• What is required: Starting from the line that holds "Target: blurred background", print every line through the end of the records, first and last included.

--------------------

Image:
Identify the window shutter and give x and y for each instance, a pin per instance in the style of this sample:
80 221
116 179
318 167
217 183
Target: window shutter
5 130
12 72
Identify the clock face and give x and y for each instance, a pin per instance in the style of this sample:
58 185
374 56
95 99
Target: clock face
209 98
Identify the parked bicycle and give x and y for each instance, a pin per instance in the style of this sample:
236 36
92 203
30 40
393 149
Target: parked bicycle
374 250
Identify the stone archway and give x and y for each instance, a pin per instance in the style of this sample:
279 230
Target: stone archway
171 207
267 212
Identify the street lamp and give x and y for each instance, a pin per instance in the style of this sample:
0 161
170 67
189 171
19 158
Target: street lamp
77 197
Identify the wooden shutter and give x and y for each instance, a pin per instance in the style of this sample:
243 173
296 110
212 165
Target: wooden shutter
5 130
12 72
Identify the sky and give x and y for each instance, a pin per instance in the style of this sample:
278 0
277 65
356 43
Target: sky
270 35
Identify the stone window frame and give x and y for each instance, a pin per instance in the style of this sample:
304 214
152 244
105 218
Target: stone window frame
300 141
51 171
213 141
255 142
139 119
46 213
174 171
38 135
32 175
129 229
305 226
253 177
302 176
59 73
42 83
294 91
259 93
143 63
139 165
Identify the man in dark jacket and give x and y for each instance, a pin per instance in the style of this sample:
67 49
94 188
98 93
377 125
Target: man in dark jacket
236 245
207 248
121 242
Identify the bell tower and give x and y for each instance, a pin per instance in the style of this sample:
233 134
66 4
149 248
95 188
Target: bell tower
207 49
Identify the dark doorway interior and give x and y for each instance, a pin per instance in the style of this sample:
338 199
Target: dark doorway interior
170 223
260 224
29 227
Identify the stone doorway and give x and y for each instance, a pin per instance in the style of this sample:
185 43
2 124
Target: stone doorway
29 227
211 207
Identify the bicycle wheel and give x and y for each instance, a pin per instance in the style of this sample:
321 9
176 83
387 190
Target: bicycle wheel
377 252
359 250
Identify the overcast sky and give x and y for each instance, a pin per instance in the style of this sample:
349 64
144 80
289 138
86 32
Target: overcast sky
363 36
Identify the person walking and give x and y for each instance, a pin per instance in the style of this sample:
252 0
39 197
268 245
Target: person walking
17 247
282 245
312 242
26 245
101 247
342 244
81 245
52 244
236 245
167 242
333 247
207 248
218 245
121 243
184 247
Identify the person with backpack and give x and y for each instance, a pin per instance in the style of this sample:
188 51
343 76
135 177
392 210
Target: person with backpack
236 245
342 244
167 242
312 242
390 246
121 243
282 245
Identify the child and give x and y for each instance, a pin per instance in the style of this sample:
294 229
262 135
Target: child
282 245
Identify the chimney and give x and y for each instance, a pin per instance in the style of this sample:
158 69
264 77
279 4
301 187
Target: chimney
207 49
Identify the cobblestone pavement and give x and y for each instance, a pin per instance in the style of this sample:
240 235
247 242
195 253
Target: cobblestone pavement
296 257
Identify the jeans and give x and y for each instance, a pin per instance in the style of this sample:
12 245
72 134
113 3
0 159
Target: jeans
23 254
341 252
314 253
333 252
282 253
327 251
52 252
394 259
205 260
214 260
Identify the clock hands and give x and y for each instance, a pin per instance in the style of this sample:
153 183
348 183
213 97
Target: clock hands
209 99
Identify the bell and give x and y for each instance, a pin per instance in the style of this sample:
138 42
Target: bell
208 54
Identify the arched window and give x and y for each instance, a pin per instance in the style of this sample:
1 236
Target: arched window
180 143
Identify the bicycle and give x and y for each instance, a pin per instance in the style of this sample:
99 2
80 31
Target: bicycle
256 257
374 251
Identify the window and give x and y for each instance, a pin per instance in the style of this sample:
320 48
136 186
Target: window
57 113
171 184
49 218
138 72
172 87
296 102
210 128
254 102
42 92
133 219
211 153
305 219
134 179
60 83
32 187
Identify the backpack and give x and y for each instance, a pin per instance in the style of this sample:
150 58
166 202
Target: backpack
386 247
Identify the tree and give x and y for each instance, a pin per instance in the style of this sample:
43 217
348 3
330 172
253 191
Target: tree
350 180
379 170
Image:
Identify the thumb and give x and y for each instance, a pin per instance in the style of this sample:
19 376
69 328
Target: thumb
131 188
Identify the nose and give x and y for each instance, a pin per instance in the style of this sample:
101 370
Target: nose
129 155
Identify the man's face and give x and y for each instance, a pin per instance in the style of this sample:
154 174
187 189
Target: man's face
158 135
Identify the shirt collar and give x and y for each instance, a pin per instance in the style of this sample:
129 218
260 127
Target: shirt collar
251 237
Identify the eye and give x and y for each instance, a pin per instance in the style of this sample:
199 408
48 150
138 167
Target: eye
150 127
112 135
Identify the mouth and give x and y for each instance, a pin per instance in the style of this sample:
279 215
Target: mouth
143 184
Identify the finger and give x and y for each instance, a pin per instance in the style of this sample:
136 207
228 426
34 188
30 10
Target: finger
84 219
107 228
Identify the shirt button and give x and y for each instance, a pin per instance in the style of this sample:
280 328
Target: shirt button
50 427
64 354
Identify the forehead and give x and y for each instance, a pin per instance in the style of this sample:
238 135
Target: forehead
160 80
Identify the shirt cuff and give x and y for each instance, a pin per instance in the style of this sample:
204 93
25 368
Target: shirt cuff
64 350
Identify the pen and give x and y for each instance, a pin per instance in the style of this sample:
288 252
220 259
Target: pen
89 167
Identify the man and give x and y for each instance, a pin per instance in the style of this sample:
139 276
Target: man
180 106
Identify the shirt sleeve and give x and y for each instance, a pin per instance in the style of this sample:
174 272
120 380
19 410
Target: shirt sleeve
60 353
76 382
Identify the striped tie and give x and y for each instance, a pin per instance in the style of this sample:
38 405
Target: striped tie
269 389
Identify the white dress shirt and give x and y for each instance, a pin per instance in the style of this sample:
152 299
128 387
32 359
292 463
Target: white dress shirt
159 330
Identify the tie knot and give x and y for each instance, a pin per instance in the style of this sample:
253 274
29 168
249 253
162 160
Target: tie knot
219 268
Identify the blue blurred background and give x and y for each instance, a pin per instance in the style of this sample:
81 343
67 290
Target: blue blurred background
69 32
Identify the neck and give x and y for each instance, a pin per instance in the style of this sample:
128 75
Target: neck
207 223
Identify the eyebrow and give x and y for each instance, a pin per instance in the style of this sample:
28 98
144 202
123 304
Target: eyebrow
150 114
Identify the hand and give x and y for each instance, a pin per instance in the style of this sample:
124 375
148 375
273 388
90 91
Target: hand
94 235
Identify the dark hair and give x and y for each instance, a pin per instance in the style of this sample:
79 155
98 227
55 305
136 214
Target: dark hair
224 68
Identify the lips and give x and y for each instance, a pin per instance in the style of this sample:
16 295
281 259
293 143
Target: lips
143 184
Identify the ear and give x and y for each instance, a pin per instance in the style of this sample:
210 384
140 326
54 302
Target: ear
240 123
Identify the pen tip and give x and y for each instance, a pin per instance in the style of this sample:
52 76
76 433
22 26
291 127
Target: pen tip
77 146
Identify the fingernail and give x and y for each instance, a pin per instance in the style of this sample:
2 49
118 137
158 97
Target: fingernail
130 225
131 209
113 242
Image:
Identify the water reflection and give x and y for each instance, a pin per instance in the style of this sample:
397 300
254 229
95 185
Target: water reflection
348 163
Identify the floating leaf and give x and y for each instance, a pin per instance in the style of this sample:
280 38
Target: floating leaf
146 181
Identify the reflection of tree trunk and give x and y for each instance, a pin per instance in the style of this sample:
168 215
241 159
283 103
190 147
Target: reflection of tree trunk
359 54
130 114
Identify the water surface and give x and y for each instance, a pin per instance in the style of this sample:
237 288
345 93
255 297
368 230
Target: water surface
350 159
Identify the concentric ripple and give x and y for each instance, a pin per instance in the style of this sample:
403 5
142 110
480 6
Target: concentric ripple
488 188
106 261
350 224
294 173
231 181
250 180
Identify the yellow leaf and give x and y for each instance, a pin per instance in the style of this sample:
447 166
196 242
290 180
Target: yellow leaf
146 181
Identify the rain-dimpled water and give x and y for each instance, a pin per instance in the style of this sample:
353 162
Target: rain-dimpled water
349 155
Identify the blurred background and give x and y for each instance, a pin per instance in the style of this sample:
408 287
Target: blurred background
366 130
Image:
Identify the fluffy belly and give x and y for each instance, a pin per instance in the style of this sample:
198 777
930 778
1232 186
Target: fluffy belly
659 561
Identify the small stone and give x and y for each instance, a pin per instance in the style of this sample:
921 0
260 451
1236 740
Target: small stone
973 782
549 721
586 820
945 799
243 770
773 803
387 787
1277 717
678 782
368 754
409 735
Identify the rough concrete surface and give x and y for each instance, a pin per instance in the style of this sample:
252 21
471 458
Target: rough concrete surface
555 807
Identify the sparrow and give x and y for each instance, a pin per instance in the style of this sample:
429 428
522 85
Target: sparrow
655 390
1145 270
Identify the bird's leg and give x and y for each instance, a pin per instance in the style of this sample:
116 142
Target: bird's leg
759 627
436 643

--------------------

• Your response:
Target: blurred background
366 130
Image:
Identify the fluffy belly and give x and y for each instance, a pin per instance in the style of this sample:
198 777
930 778
1232 186
Target: fluffy belly
659 561
Identify the small stone and give x and y for each instance, a pin per instance in the style of this sample:
921 0
260 451
1236 740
Target: small stone
973 782
549 721
586 820
945 799
243 770
773 803
387 787
1277 717
678 782
368 754
409 735
Identify the rough concrete surface and give x and y for each instance, a pin per instance in the style of this sample:
252 21
471 458
Target: rough concrete surface
555 807
Identify the sparrow and give x and y for each instance, a pin per instance in the style of this sample:
429 428
522 85
Target: sparrow
655 390
1145 270
Identify the bird's leg and give x and y for each instance, a pin per instance in the style of this sample:
116 142
Target: bird's leg
759 627
436 643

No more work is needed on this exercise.